***** Given records *****

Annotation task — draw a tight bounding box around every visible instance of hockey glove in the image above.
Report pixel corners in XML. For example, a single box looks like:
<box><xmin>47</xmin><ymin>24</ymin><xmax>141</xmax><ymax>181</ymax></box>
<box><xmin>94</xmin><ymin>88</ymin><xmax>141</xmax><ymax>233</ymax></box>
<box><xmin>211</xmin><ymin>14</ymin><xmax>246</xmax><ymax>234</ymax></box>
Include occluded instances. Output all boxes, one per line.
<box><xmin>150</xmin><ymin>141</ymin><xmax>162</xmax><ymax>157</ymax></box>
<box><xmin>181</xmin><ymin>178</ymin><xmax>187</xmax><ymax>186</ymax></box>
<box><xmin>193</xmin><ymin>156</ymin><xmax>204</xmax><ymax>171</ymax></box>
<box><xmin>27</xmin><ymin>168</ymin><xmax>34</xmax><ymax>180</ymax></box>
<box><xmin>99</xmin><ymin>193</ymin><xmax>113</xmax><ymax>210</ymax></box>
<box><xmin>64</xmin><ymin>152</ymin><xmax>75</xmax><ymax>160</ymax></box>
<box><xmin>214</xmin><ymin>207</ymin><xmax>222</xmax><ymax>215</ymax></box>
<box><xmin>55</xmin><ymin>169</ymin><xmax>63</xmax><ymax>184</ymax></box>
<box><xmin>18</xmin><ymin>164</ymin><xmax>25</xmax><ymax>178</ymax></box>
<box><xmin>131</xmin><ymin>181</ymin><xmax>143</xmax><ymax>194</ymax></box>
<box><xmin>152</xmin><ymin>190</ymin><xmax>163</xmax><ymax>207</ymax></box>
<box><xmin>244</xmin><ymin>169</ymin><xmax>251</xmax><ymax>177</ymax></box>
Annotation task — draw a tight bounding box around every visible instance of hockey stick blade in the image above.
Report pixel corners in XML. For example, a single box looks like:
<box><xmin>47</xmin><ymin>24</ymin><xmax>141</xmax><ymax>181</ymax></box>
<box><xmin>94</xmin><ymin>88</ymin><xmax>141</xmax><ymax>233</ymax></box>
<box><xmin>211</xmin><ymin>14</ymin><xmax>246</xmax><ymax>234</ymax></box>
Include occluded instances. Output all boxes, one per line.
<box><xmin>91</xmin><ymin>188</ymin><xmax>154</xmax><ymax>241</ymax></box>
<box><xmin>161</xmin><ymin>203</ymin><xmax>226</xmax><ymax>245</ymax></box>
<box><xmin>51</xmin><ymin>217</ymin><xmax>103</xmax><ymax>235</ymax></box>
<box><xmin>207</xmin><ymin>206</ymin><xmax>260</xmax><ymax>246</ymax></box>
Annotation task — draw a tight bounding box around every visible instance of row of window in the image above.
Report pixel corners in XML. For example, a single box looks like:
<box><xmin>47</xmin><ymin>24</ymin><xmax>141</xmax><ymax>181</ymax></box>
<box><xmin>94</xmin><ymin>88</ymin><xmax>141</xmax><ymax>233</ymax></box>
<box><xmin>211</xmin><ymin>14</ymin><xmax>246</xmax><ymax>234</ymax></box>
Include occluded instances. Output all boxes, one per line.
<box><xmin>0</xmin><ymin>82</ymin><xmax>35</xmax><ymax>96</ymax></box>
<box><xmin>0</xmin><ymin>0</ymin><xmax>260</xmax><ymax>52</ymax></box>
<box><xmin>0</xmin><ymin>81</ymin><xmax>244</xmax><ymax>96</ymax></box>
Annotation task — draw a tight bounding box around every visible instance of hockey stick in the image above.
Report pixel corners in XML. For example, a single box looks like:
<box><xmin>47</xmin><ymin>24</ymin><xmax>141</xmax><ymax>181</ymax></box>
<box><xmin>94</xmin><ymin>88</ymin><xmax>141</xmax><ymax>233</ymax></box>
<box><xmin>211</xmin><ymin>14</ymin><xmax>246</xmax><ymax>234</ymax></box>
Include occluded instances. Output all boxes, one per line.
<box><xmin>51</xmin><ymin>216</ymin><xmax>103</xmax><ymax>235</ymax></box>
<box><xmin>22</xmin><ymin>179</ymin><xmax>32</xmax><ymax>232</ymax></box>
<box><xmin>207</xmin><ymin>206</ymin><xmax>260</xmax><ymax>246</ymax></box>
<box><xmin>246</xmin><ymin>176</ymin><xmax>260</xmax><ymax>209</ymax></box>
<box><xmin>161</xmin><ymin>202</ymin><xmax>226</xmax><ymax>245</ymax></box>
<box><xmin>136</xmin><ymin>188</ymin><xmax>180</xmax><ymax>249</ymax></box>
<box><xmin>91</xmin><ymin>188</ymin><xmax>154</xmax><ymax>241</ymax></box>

*****

## What you have to do
Please reproduce the data from the line containing "stick in the image above." through the end of the data, replacing "occluded" with "hidden" and leaving everything else as it is.

## Finished exercise
Annotation task — draw a tight bounding box around every visible instance of hockey stick in the image above.
Report pixel corners in XML. For example, a single box looks like:
<box><xmin>47</xmin><ymin>24</ymin><xmax>141</xmax><ymax>181</ymax></box>
<box><xmin>94</xmin><ymin>88</ymin><xmax>141</xmax><ymax>233</ymax></box>
<box><xmin>211</xmin><ymin>14</ymin><xmax>246</xmax><ymax>234</ymax></box>
Include hidden instances. Output all boxes, one per line.
<box><xmin>51</xmin><ymin>216</ymin><xmax>103</xmax><ymax>235</ymax></box>
<box><xmin>22</xmin><ymin>179</ymin><xmax>32</xmax><ymax>232</ymax></box>
<box><xmin>207</xmin><ymin>206</ymin><xmax>260</xmax><ymax>246</ymax></box>
<box><xmin>246</xmin><ymin>176</ymin><xmax>260</xmax><ymax>209</ymax></box>
<box><xmin>161</xmin><ymin>202</ymin><xmax>226</xmax><ymax>245</ymax></box>
<box><xmin>136</xmin><ymin>188</ymin><xmax>180</xmax><ymax>249</ymax></box>
<box><xmin>91</xmin><ymin>188</ymin><xmax>154</xmax><ymax>241</ymax></box>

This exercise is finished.